• **PROBLEM REQUIREMENTS**
Filter out all lines without the word "house" from the data below, please, and copy the rest.

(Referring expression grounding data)
-------
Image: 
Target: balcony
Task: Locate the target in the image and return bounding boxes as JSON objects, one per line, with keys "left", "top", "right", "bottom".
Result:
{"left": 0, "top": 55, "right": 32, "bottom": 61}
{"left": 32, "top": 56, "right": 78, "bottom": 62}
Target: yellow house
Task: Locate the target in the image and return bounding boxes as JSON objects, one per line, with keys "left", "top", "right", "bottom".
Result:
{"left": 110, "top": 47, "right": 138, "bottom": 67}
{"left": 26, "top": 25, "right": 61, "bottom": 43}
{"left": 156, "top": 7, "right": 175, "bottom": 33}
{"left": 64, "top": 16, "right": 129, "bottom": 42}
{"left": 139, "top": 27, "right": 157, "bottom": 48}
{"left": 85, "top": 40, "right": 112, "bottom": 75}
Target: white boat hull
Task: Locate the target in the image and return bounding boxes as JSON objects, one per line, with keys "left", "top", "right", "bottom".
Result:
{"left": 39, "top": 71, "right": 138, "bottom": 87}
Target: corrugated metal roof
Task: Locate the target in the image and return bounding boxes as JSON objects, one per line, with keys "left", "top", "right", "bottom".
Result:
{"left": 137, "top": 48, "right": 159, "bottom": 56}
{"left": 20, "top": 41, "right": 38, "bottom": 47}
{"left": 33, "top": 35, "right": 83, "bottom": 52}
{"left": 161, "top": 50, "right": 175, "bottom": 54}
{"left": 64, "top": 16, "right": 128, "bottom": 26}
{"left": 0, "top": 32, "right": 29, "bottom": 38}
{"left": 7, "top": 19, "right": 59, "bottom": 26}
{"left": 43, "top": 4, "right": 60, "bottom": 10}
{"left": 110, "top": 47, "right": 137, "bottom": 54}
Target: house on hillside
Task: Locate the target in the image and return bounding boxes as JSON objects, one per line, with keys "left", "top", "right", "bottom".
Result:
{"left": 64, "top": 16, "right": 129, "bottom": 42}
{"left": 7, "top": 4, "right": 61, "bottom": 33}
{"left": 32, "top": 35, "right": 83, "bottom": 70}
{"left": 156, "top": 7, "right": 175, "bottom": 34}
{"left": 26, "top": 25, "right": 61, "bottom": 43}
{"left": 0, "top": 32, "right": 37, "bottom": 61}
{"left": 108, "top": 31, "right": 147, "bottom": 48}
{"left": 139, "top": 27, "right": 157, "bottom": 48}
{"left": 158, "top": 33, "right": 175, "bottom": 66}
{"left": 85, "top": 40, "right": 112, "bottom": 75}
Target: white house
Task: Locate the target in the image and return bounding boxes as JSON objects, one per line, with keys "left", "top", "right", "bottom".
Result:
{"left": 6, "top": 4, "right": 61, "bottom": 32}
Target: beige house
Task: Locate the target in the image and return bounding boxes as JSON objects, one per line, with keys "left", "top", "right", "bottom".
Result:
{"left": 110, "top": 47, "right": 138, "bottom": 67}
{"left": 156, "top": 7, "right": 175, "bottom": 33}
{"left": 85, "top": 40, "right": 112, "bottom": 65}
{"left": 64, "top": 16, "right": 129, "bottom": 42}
-------
• **TASK RESPONSE**
Target: yellow house
Target: house on hillside
Target: white house
Target: beige house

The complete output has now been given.